Copy out the entire listing below, line for line, leaving out the picture.
== == ==
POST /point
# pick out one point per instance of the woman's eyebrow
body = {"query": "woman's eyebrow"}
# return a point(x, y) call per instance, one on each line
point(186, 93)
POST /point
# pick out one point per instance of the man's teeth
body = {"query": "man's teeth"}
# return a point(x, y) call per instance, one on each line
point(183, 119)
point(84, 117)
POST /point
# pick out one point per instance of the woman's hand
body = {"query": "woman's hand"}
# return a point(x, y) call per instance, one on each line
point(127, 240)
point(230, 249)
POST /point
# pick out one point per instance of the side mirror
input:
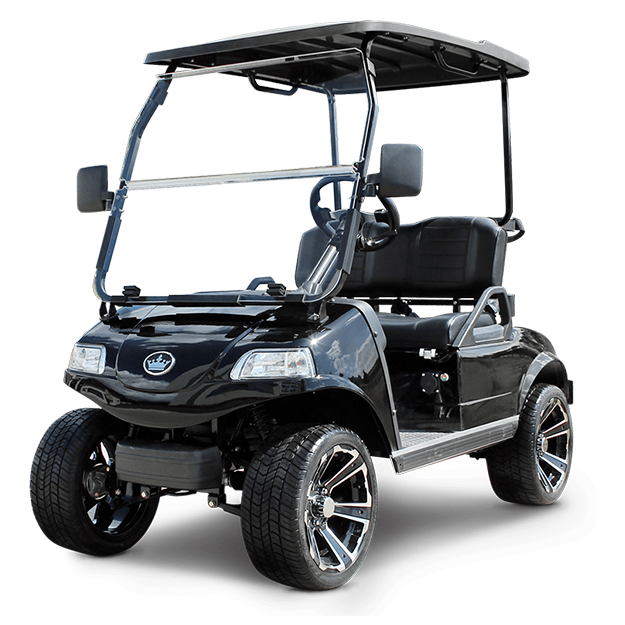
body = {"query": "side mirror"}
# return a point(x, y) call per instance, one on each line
point(401, 169)
point(92, 189)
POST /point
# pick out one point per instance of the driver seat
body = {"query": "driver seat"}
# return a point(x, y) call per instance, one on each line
point(446, 258)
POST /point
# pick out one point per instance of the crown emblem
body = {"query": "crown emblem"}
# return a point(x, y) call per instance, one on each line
point(158, 363)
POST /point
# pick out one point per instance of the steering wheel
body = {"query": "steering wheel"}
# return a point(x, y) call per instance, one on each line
point(372, 236)
point(323, 216)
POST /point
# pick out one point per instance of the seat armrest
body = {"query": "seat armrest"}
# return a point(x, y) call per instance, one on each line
point(466, 338)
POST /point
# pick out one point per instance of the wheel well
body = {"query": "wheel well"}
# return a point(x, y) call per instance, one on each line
point(333, 406)
point(554, 373)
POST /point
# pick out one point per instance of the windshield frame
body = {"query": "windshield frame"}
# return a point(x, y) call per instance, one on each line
point(335, 263)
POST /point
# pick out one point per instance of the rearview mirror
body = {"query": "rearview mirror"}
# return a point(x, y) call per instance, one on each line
point(401, 168)
point(92, 189)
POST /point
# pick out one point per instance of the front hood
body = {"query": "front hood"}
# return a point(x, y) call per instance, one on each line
point(168, 353)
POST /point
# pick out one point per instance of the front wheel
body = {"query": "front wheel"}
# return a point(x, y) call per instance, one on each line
point(309, 507)
point(533, 467)
point(77, 500)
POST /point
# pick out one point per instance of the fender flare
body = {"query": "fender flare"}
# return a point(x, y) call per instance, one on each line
point(545, 363)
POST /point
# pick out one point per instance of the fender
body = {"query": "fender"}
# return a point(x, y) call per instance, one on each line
point(549, 368)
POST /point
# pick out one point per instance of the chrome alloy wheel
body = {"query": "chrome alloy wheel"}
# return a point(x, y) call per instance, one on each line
point(112, 513)
point(553, 446)
point(339, 508)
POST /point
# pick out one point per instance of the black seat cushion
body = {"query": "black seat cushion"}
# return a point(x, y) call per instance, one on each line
point(430, 333)
point(446, 257)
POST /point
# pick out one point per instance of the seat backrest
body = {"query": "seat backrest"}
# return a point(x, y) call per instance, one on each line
point(443, 257)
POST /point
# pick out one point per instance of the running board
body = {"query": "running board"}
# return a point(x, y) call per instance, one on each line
== == ==
SOLUTION FOR THIS PROBLEM -
POST /point
# pick out one point per instance of the woman's eyebrow
body = {"query": "woman's eyebrow"}
# return a point(x, y) call per instance, one on each line
point(186, 93)
POST /point
# pick out one point per instance of the man's teeth
body = {"query": "man's teeth"}
# return a point(x, y) call per instance, one on each line
point(183, 119)
point(84, 117)
POST /point
# pick out one point per instance of the woman's hand
body = {"query": "woman's hand"}
# return a point(x, y) call per instance, one on each line
point(127, 240)
point(230, 249)
POST /point
# pick out one point per instance of the side mirror
input:
body = {"query": "side mirror"}
# return a point(x, y) call per instance, one on each line
point(401, 169)
point(92, 189)
POST /point
# pick out one point per instance of the driver seat
body = {"query": "driver seat"}
# return a point(x, y) call per instance, one on each line
point(446, 258)
POST /point
# pick out one point per instance of the crown emblem
body = {"query": "crown emblem"}
# return a point(x, y) call per instance, one on each line
point(158, 363)
POST /point
# pick out one point per instance of the steering wheel
body = {"query": "steering wheel"}
# return a point(x, y) call per instance, one on each line
point(372, 236)
point(323, 216)
POST /point
# pick out one point per instance of the seat armrest
body = {"query": "seat armrest"}
# return a point(x, y) call per instance, one on each line
point(466, 338)
POST /point
# pick out one point per instance of the wheel well
body = {"query": "wheel well"}
# return a point(x, y) call per instance, one on each line
point(333, 406)
point(554, 373)
POST /point
# pick out one point per instance of the windshield frame
body = {"query": "windshield frame"}
# return a point(x, y) call per instance, one on each line
point(335, 263)
POST /point
# pick out one point per instance of the rearview mirror
body = {"query": "rearview mirror"}
# return a point(x, y) call per instance, one on each line
point(401, 168)
point(92, 189)
POST /point
# pick out one point per instance of the front hood
body = {"query": "front hood"}
# return a point(x, y) call per instance, one on each line
point(168, 353)
POST /point
# pick out one point per instance of the front wheel
body = {"query": "front wheel"}
# return a point(x, y) call per instance, one on each line
point(309, 507)
point(533, 467)
point(77, 500)
POST /point
# pick out one point per instance of the fender flare
body = {"query": "fender flare"}
# return a point(x, y) call per instance, one on each line
point(545, 363)
POST /point
# pick out one point per instance of the fender
body = {"query": "fender"}
# return a point(x, y) call per instance, one on each line
point(549, 368)
POST /point
# pick out one point per instance of the chrome alloy wheel
body = {"query": "chrome alloy wheel"}
# return a point(x, y) call per instance, one on each line
point(112, 513)
point(553, 446)
point(339, 508)
POST /point
# pick out one point per instance of the black seat cushion
body = {"query": "black seat cushion"}
# return a point(x, y) call per instance, one on each line
point(430, 333)
point(446, 257)
POST /point
# pick out one point per instance of the seat backrest
body = {"query": "seat backrest"}
# return a point(x, y) call per instance, one on each line
point(443, 257)
POST /point
# pick out one point per instance of the running board
body = {"query": "running board"}
# return a point(x, y) call per instance, one on each line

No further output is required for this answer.